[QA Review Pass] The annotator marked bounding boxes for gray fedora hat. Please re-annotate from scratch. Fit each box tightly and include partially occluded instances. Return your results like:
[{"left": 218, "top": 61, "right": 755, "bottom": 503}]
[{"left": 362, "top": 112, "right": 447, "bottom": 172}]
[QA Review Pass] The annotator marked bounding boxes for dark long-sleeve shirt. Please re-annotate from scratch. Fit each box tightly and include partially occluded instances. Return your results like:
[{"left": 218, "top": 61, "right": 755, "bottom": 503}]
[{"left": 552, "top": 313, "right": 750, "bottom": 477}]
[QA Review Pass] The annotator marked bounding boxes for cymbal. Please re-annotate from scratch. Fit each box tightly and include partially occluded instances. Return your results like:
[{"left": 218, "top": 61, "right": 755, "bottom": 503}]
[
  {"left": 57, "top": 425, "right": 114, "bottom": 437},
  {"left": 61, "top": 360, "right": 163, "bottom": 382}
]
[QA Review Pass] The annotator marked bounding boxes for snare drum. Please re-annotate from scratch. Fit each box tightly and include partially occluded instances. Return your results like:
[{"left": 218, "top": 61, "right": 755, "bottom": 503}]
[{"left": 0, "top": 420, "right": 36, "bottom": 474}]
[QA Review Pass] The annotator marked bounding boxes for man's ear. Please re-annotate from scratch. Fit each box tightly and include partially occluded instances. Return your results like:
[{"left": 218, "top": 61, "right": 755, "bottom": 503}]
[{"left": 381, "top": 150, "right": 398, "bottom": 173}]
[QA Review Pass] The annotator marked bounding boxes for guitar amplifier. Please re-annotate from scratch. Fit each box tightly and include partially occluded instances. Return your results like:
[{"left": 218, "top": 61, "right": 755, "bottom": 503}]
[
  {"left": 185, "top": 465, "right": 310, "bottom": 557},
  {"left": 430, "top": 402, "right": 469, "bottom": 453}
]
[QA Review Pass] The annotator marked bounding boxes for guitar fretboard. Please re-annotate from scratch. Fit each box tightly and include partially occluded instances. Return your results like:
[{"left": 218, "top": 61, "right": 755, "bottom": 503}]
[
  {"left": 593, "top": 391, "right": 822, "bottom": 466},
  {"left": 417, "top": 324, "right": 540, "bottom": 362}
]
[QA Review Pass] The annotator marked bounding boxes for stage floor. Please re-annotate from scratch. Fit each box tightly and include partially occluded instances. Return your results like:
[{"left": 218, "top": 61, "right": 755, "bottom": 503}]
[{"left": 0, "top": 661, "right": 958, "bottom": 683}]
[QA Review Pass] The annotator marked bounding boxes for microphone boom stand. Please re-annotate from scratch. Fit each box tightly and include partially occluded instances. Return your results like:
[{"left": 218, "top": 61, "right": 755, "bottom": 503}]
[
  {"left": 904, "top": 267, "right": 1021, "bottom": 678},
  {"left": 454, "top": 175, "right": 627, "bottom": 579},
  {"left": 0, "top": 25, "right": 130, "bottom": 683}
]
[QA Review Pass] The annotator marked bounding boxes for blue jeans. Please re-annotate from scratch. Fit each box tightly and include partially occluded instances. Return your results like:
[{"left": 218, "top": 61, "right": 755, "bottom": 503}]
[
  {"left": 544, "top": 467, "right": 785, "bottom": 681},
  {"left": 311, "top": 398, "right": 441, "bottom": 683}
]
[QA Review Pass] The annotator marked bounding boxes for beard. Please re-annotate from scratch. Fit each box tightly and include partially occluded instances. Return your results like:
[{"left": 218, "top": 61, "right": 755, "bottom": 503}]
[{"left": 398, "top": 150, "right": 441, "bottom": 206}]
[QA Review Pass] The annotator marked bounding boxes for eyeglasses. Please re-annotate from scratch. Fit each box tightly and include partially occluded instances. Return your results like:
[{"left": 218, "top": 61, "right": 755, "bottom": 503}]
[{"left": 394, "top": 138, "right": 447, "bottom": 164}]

**The problem:** Quote every row above verbatim, preserving each character and line break.

**Response to the task:**
[QA Review Pass] The annotator marked bounding boxes for gray fedora hat. Please re-annotate from scratch. Fit each box tightly and include partially occluded instances. Return your results like:
[{"left": 218, "top": 61, "right": 755, "bottom": 503}]
[{"left": 362, "top": 112, "right": 447, "bottom": 172}]
[QA Review Pass] The annotator marked bounding boxes for dark long-sleeve shirt. Please re-annotate from scratch. Fit each box tightly and include partially occluded instances. Return your results like:
[{"left": 218, "top": 61, "right": 755, "bottom": 503}]
[{"left": 552, "top": 313, "right": 750, "bottom": 477}]
[QA Review Pass] The annotator marked bounding boxes for cymbal. Please re-annotate from scratch. Fit each box tightly and include partially occluded instances. Return your results like:
[{"left": 218, "top": 61, "right": 755, "bottom": 503}]
[
  {"left": 57, "top": 425, "right": 114, "bottom": 437},
  {"left": 61, "top": 360, "right": 163, "bottom": 382}
]
[QA Review Pass] The annotator marked bounding boxes for snare drum. Please re-annotate from scratch. Fit each box tightly and include partially occluded instances. Return your results like:
[{"left": 218, "top": 61, "right": 755, "bottom": 503}]
[{"left": 0, "top": 420, "right": 36, "bottom": 474}]
[QA Review Pass] The annotator marked bounding boxes for man's ear. Please re-annotate from scratch. Fit each box tightly and include partially occluded instances. Return your results like:
[{"left": 218, "top": 61, "right": 755, "bottom": 503}]
[{"left": 381, "top": 150, "right": 398, "bottom": 173}]
[QA Review Pass] The annotator marked bounding boxes for guitar amplifier. Please re-annotate from scratch. Fit each box tightly and include partially occluded instances. Return your results like:
[{"left": 218, "top": 61, "right": 755, "bottom": 503}]
[
  {"left": 185, "top": 465, "right": 310, "bottom": 557},
  {"left": 430, "top": 402, "right": 469, "bottom": 453}
]
[QA Review Pass] The annotator marked bounding boxes for guitar fretboard. Please re-annotate from scratch. Fit each box tightly and include partially occluded instances. Return your results like:
[{"left": 218, "top": 61, "right": 755, "bottom": 503}]
[
  {"left": 593, "top": 391, "right": 822, "bottom": 466},
  {"left": 417, "top": 324, "right": 540, "bottom": 362}
]
[QA Review Pass] The annotator marked bounding boxes for stage floor. Please re-annotate from scratch. Fit each box tightly and include partially occluded instances. Return your results like:
[{"left": 218, "top": 61, "right": 755, "bottom": 503}]
[{"left": 0, "top": 661, "right": 958, "bottom": 683}]
[QA Review Pass] The annotator marked bounding boxes for microphone boom stand. Please re-annotate from scratch. Fit each box tightly and include partially occluded instances. Return your results like:
[{"left": 218, "top": 61, "right": 755, "bottom": 503}]
[
  {"left": 904, "top": 267, "right": 1021, "bottom": 678},
  {"left": 454, "top": 175, "right": 627, "bottom": 579},
  {"left": 0, "top": 25, "right": 130, "bottom": 683}
]
[QA Review Pass] The annotator marked bounding boxes for blue jeans. Please re-annotate from scratch. Fit each box tightly and include partially occluded instances. Return your results like:
[{"left": 218, "top": 61, "right": 755, "bottom": 503}]
[
  {"left": 544, "top": 467, "right": 785, "bottom": 681},
  {"left": 311, "top": 398, "right": 441, "bottom": 683}
]
[QA Review Pass] The annotator marked bounding boxes for beard. Please re-annotate from scratch. Fit each box tightly and include partially occluded instances. Return your results like:
[{"left": 218, "top": 61, "right": 755, "bottom": 503}]
[{"left": 398, "top": 150, "right": 441, "bottom": 206}]
[QA Review Pass] The annotator marked bounding boxes for eyeglasses. Please re-annotate from scratch. Fit each box tightly and include partially occluded instances. Return your results like:
[{"left": 218, "top": 61, "right": 755, "bottom": 503}]
[{"left": 394, "top": 138, "right": 447, "bottom": 164}]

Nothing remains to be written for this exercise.